--- DATA LISTING ---
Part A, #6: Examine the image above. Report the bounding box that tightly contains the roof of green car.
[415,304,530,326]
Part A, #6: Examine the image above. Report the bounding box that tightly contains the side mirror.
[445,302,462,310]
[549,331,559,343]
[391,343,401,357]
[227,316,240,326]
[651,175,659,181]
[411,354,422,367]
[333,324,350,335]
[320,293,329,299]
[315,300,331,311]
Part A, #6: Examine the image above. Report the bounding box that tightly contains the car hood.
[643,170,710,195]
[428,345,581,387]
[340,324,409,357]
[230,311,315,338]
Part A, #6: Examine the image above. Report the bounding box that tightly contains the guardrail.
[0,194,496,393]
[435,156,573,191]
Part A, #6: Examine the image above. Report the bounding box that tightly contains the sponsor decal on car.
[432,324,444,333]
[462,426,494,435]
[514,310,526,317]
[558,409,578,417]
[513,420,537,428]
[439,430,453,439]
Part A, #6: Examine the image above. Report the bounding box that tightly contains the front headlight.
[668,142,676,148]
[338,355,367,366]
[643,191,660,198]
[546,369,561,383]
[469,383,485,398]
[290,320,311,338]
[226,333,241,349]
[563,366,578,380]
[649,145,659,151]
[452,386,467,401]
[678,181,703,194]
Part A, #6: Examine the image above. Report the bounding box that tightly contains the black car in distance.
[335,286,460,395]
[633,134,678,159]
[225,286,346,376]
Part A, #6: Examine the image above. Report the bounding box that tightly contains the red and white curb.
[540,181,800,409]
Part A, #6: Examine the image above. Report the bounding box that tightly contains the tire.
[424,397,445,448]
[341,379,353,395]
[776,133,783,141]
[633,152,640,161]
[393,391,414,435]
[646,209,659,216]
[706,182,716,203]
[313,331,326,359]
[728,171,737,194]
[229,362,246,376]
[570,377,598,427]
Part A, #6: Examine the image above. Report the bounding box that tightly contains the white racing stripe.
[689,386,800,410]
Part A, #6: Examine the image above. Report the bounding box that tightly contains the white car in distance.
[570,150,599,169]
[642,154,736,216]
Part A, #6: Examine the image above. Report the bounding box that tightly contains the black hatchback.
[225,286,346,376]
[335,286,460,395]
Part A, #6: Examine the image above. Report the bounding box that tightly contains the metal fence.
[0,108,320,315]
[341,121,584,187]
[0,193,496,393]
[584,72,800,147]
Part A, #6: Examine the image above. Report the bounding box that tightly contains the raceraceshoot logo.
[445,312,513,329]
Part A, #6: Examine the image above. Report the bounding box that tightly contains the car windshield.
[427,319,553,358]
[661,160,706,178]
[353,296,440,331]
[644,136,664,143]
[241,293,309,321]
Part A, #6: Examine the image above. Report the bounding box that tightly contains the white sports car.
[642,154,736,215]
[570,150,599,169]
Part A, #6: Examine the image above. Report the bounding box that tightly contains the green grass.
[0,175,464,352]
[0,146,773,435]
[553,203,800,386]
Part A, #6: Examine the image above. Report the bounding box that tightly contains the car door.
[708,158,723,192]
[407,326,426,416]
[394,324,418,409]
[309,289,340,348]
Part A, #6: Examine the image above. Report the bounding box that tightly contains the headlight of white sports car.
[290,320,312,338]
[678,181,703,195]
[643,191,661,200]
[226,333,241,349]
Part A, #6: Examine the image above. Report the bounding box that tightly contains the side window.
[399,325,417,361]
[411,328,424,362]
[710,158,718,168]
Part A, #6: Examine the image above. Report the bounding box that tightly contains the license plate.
---
▶ REQUIREMENT
Print again each line of the listing above, exactly as it appears.

▶ ANSWER BELOW
Part A, #6: Examine the image above. Report the bounding box that tightly contains the roof of green car.
[415,304,530,326]
Part A, #6: Examine the image above. Report the bounding box that tightly contains the side mirror.
[445,302,462,310]
[549,331,559,343]
[391,343,401,357]
[227,316,240,326]
[651,175,659,181]
[411,354,422,367]
[333,324,350,335]
[320,293,329,299]
[315,300,331,311]
Part A, #6: Examine the image above. Report the bounding box that tightly contains the car hood.
[643,170,710,195]
[428,345,581,387]
[340,324,409,357]
[230,311,315,338]
Part A, #6: Examine the image above. Report the bounding box that tightly contains the guardrail.
[0,194,496,393]
[435,156,573,191]
Part A, #6: Examine the image above. Report the bounding box that tightly contains the sponsor decal on car.
[432,324,444,333]
[462,426,494,435]
[514,310,526,317]
[558,409,578,417]
[513,420,537,428]
[439,430,453,439]
Part A, #6: Examine the image above. Report the bounding box that tightly contains the front headlight.
[668,142,676,148]
[338,355,367,366]
[643,191,660,198]
[546,369,561,383]
[469,383,485,398]
[290,320,311,338]
[226,333,241,349]
[563,366,578,380]
[649,145,659,151]
[452,386,467,401]
[678,181,703,194]
Part A, #6: Examine the image above. Report the bounding box that tightly contains the black car in distance.
[335,286,460,395]
[633,134,678,159]
[225,286,346,376]
Part A, #6: Examine the image above. Report the bounding box that tightly contains the red and white curb.
[540,181,800,409]
Part A, #6: Examine the image above. Report the bounding box that tightly contains the tire.
[424,397,445,448]
[341,379,353,395]
[776,133,783,141]
[633,152,640,161]
[393,391,414,435]
[646,209,659,216]
[706,182,716,203]
[313,331,326,359]
[728,171,737,194]
[229,362,246,376]
[570,377,598,427]
Part A, #6: Examine the image above. Report the bounding box that tightly contains the white racing stripe.
[689,386,800,410]
Part A, #6: Examine the image above. Report the bounding box that tightly contains the white car in distance.
[570,150,599,169]
[642,154,736,216]
Part A, #6: Examine the image above. Report the bounding box that tightly contains the black hatchback.
[225,286,346,376]
[335,286,460,395]
Part A, #6: Examine the image above. Report the bounding box that tightly contains the metal fence.
[0,108,320,315]
[341,121,584,187]
[0,193,496,393]
[584,72,800,147]
Part A, #6: Examine the image above. Report the bounding box that tightly contains the raceraceshoot logo.
[445,312,513,329]
Part A, #6: Examine the image above. Report the bounding box that tightly contains the car windshield.
[427,319,553,358]
[661,160,706,178]
[353,296,440,331]
[644,136,664,143]
[241,293,309,321]
Part A, #6: Examine the image above. Report the bounding box that tightly contains the white sports car.
[642,154,736,215]
[570,150,599,169]
Part A, #6: Examine the image above. Report the bounding box that tightly contains the green grass.
[0,175,464,352]
[0,146,773,435]
[553,203,800,386]
Part A, #6: Examine the image above. Report the bounding box that tightly contains the car door.
[708,158,723,192]
[407,326,426,416]
[394,324,418,409]
[309,289,340,348]
Part A, #6: Examine the image above. Report the bounding box that tightly contains the headlight of white sports car.
[290,320,312,338]
[678,181,703,195]
[643,191,661,200]
[226,333,241,349]
Part A, #6: Examine the image above. Report the bounding box that tightly contains the side window.
[399,325,417,361]
[411,328,424,362]
[710,158,718,168]
Part A, #6: Examine the image above. Report the bounding box that tightly contains the license plate.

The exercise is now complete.